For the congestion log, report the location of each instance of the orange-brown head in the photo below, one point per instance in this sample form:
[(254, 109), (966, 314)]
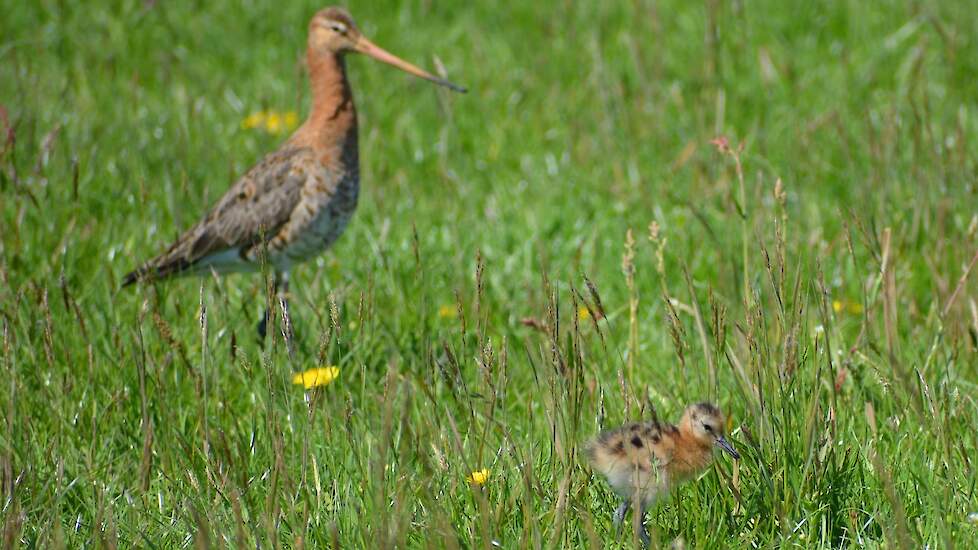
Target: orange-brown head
[(333, 32), (703, 422)]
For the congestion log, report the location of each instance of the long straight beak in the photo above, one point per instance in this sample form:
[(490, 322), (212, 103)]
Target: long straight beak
[(726, 446), (367, 47)]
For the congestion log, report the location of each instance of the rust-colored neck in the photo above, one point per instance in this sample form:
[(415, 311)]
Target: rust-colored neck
[(332, 124), (691, 455)]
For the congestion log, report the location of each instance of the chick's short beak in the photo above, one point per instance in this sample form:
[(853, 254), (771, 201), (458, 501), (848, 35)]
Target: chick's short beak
[(726, 446)]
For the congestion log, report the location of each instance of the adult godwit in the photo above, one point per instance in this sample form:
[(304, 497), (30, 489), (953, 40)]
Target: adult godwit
[(643, 461), (295, 202)]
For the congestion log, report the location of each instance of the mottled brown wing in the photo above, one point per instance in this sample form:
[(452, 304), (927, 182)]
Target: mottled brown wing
[(255, 207)]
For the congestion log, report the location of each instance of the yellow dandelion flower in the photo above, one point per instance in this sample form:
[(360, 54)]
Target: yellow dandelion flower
[(254, 120), (447, 311), (478, 477), (316, 377)]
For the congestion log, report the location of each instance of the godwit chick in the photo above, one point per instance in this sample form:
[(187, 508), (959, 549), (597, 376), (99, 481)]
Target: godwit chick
[(643, 460), (296, 202)]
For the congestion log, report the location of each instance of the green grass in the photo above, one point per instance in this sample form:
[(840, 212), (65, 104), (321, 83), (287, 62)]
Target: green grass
[(838, 322)]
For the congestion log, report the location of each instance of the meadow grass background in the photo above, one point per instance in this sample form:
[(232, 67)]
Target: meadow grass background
[(833, 315)]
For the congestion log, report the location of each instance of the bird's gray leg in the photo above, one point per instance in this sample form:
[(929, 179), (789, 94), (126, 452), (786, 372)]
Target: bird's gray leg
[(280, 285), (621, 511), (643, 533)]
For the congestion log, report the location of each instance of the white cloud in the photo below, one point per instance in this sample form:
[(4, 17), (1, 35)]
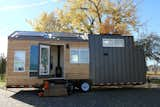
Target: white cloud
[(21, 6)]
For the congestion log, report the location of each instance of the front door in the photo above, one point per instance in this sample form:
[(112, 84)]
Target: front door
[(44, 64)]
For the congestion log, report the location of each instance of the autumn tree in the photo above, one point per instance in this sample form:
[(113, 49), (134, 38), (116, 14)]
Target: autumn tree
[(46, 22), (151, 45)]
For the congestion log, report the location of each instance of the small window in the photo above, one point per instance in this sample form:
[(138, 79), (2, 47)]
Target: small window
[(113, 42), (19, 61), (80, 55)]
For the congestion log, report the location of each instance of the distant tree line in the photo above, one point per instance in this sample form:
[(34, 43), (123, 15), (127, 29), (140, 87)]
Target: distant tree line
[(102, 17)]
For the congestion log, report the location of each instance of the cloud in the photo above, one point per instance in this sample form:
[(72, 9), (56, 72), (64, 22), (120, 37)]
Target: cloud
[(22, 6)]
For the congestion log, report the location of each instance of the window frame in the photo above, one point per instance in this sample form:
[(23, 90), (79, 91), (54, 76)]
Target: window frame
[(79, 49), (24, 52), (113, 43)]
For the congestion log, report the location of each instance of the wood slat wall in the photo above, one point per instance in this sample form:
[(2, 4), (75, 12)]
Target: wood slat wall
[(71, 71)]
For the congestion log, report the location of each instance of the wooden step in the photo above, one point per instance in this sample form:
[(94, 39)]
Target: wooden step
[(56, 90)]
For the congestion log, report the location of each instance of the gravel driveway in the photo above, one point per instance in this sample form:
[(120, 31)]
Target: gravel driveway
[(113, 97)]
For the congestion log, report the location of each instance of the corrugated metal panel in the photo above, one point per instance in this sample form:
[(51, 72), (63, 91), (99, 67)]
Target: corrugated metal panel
[(115, 64)]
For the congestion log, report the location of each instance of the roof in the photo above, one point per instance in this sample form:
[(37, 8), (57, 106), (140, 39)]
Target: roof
[(32, 35)]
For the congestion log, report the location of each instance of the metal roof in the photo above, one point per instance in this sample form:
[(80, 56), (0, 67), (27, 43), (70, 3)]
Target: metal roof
[(32, 35)]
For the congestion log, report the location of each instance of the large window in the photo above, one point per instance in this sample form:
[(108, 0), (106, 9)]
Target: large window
[(19, 61), (108, 42), (79, 55)]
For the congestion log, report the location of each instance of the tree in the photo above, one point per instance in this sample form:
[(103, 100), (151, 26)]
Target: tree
[(151, 45), (88, 16), (3, 62), (46, 22)]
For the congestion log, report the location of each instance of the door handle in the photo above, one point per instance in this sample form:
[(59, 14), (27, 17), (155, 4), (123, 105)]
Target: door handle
[(106, 54)]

============================================================

- What is expected: Print every one of the records above word for word, leaving the pictures out.

- Task response:
For the congestion log, report the location of each instance of the orange-brown head in the photo below, one point per instance in this sample form:
[(254, 109), (966, 314)]
Target: orange-brown head
[(333, 32), (703, 422)]
For the congestion log, report the location of each instance of the long straight beak in the photo above, one point per instance in this sample form:
[(490, 322), (212, 103)]
Target: long straight beak
[(726, 446), (367, 47)]
For the congestion log, report the location of each instance of the rust-colored neck in the photo above, one point per instance in this sample form:
[(415, 311)]
Target: rust-colored neck
[(332, 124), (691, 455)]
For the congestion log, report the location of each instance of the chick's short beak in the photo above, one point per instance in this sample form:
[(853, 254), (771, 201), (458, 501), (848, 35)]
Target: chick's short beak
[(726, 446)]
For the congestion log, report the location of each instance of the adult godwit in the photo above, one point per instance in this sample form:
[(304, 497), (30, 489), (953, 40)]
Target: adult godwit
[(643, 461), (295, 202)]
For the congestion log, report the location of each instance of the mottled brown wing in the photo above, one point per instance in this sample form:
[(452, 304), (927, 182)]
Target: mottled brown wing
[(255, 207)]
For the congestion log, report the location of each instance of the yellow dandelion flower in the photo above, one point per instance in this sample form:
[(360, 54)]
Target: yellow dandelion flower
[(254, 120), (447, 311), (478, 477), (316, 377)]
For the congestion log, report the location of each instance of the godwit chick in the photo above, one point per instance in this sample form:
[(187, 508), (959, 549), (597, 376), (99, 481)]
Target: godwit chick
[(643, 460), (296, 202)]
For the congestion log, report the location of each instance of the green grass in the photo above, one point per instance in this sample form:
[(840, 212), (65, 104), (321, 83), (287, 62)]
Target: green grass
[(838, 322)]
For the congestion log, report the location of each instance of the meadow grass background in the photo above, one point per instance in this sample form:
[(232, 67)]
Target: meadow grass background
[(833, 315)]
For the congestion log, report the location of each instance of the bird's gray leg in the photo above, one point per instance in this sample form:
[(929, 179), (789, 94), (126, 452), (786, 372)]
Target: bird's gray leg
[(280, 285), (621, 511), (643, 533)]
For the congestion log, report the location of each instance of the white cloud in the photo below, one point per instance in this sample form:
[(4, 17), (1, 35)]
Target: white cloud
[(21, 6)]
For the congestion log, report the location of each instance of the front door in the photo above, one point per instance in this sample form:
[(112, 84)]
Target: front door
[(44, 64)]
For the congestion log, report the location of each instance of the autumn tree in the photo above, one point per instance in this sample form:
[(113, 49), (134, 38), (116, 14)]
Target: autumn tree
[(46, 22), (151, 45)]
For the congestion log, report the location of each instance of the small window in the photo above, one point per instance in this sample form:
[(138, 79), (2, 47)]
Target: small window
[(113, 42), (19, 61), (80, 55)]
For the congestion log, report the location of each instance of the distant tree line in the photo above, one point per instance in this sample form:
[(34, 43), (123, 15), (127, 29), (140, 87)]
Target: distant tree line
[(102, 17)]
For the congestion log, report the location of each instance of the cloud in the photo above, one point per instance in this sample form:
[(72, 9), (56, 72), (64, 22), (120, 37)]
Target: cloud
[(22, 6)]
For the congestion log, report the location of each instance of the window frame in the photo above, one point per instance in this sample form:
[(23, 90), (79, 91), (54, 76)]
Target: window frame
[(79, 49), (24, 52), (113, 43)]
For the congestion log, report the location of each instance of the wood slat wall in the photo above, one point per instance in this sample form:
[(2, 4), (75, 12)]
Target: wood slat wall
[(71, 71)]
For the congestion log, report the location of each instance of the wooden step in the photo above, one point per instance in this sample form:
[(94, 39)]
Target: wooden step
[(56, 90)]
For the congestion log, report the location of each instance of the gravel driveway in the photo above, one point per instance in this sample form:
[(120, 31)]
Target: gravel driveway
[(113, 97)]
For the congestion log, report the location of each instance of the corrugated metal panel in the photo above, one point per instance in this sample form:
[(51, 72), (63, 91), (99, 67)]
Target: corrugated metal panel
[(115, 64)]
For the congestion log, report the location of each instance of the roof in the photo above, one point per instance in this sample form:
[(37, 8), (57, 106), (140, 39)]
Target: roof
[(32, 35)]
For the congestion log, report the location of each instance of the metal roof in the photo above, one point per instance in this sample form:
[(80, 56), (0, 67), (27, 43), (70, 3)]
Target: metal roof
[(32, 35)]
For the congestion log, report the location of each instance of the large window in the photo above, one point per instance in this sample form:
[(108, 0), (106, 9)]
Target: large window
[(19, 61), (108, 42), (79, 55)]
For the congestion log, report the location of each instance of the tree in the photo above, one point per instance in this sample form:
[(103, 100), (151, 26)]
Target: tree
[(151, 45), (88, 16), (3, 62), (46, 22)]
For the congestion log, report the location of each instance of the door handle in the photo above, one point per instance in this sample form:
[(59, 14), (27, 17), (155, 4), (123, 105)]
Target: door handle
[(106, 54)]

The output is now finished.